What to produce
Please keep the images out and set down the data exactly as given.

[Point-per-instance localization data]
────────

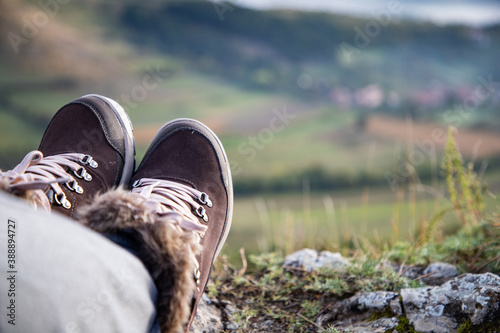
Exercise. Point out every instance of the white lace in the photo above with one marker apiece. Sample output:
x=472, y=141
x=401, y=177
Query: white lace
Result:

────────

Expected answer
Exercise. Point out every instance of the white lace in the photo above with one marker apiece. Sample output:
x=472, y=141
x=401, y=177
Query: white lace
Result:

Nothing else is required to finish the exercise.